▶ [Exercise objective] Copy the items verbatim, starting at the line that contains "Batch job #204 — target class is violin" and continuing through the last line of the items.

++++++

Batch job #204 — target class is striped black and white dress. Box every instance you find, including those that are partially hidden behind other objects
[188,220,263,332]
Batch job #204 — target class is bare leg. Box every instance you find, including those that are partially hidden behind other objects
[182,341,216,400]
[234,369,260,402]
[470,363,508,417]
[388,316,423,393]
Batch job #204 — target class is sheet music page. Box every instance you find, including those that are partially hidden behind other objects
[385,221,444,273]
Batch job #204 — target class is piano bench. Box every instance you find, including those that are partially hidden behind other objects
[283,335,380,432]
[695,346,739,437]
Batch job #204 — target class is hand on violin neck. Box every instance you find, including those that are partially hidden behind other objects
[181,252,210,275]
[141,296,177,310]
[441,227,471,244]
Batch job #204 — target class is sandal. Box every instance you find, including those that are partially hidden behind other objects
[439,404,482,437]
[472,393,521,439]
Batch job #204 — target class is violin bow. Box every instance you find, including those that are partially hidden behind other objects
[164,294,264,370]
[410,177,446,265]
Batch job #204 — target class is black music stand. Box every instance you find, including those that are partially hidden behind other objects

++++++

▶ [Answer below]
Batch job #204 — target class is violin bow. Box every instance you find, including those that are partially hidden behind other objects
[164,294,264,370]
[410,177,446,265]
Batch job #204 — target class is black music stand. Box every instance you find, including those that are partially hidden behind other objects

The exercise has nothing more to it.